### Selected passage
Doris Lessing, Ben, in the World (Flamingo 2000)
I read quite a lot of Doris Lessing in my late twenties and early 30s. I guess I was reading what Wikipedia calls her Communist phase (the Martha Quest books), with maybe a bit of her psychological phase in The Golden Notebook (of which my main memory is a long passage where the main character mediates on the meaning of tears). I haven’t read any of her science fictional writing – until now.
Ben, in the World defies categorisation. As far as I can tell, it doesn’t even matter that it’s a sequel to another book (The Fifth Child, 1988). It starts from a ‘what if?’ premise: what if a genetic throwback to an earlier species of human was to arrive in our times? how would we cope with this person? and how would the person cope with us?
What Doris Lessing does with these questions is brilliant. Ben, the main character, is physically powerful and capable of inflicting great harm. He is eighteen years old, estranged from his family of origin, and has learned to control his violent impulses, but his weird appearance and different thought processes make him dreadfully vulnerable. When he can earn money he is cheated or robbed. His sexuality makes him simultaneously a subject of pity and terror, and I’m weirdly grateful to feminist Doris Lessing for giving him one woman who understands and doesn’t drive him away.
Ben makes a kind of life for himself thanks to the kindness of people on society’s fringes, people who can understand to some extent his profound difference. But there’s never any doubt that he’s heading for disaster. It’s a miracle of story-telling that when the inevitable happens it’s deeply satisfying, and preceded by an unexpected moment of exhilaration. What might sound from my synopsis like a cerebral exercise becomes a rich tangential celebration of what it is to be human.
And now, because it’s November:
Sonnet 2: After reading Doris Lessing’s
Ben, in the World
‘Just a little bit of finger
bone,’ he said, ‘ can tell the whole
of what a person’s been.’ Let’s linger
on that thought: it’s not the soul,
a spirit that outlives the body
it ignores. No, what that shoddy
view of science cannot own
is: no one can exist alone.
That finger bone stripped by the condors
touched when alive what cheeks, what lips,
or pointed, waggled at what quips,
or painted on a wall what wonders?
The finger’s owner wept what tears
and heard the music of what spheres?

### Given data
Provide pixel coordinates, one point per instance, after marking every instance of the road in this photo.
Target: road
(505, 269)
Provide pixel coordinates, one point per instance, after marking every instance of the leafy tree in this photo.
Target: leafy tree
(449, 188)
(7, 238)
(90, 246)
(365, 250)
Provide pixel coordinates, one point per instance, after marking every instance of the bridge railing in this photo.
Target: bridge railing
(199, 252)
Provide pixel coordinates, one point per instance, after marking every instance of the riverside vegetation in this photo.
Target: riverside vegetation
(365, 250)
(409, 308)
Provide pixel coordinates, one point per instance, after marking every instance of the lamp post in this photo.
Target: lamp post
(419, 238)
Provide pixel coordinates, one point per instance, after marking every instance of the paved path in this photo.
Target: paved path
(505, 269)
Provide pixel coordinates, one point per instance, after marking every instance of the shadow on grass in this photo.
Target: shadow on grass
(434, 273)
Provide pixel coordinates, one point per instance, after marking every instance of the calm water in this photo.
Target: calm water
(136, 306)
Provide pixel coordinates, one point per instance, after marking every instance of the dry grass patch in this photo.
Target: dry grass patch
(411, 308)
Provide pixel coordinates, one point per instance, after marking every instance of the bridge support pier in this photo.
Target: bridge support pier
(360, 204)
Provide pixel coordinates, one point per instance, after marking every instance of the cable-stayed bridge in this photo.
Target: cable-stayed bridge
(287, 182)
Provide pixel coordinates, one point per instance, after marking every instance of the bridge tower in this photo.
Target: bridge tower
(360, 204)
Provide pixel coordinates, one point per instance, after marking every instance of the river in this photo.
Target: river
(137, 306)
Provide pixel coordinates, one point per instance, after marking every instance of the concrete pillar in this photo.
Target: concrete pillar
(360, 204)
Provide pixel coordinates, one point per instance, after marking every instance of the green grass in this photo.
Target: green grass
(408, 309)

### Required action
Copy the stretch of the Doris Lessing review from "Ben makes a" through "can exist alone." word for word.

### Exercise response
Ben makes a kind of life for himself thanks to the kindness of people on society’s fringes, people who can understand to some extent his profound difference. But there’s never any doubt that he’s heading for disaster. It’s a miracle of story-telling that when the inevitable happens it’s deeply satisfying, and preceded by an unexpected moment of exhilaration. What might sound from my synopsis like a cerebral exercise becomes a rich tangential celebration of what it is to be human.
And now, because it’s November:
Sonnet 2: After reading Doris Lessing’s
Ben, in the World
‘Just a little bit of finger
bone,’ he said, ‘ can tell the whole
of what a person’s been.’ Let’s linger
on that thought: it’s not the soul,
a spirit that outlives the body
it ignores. No, what that shoddy
view of science cannot own
is: no one can exist alone.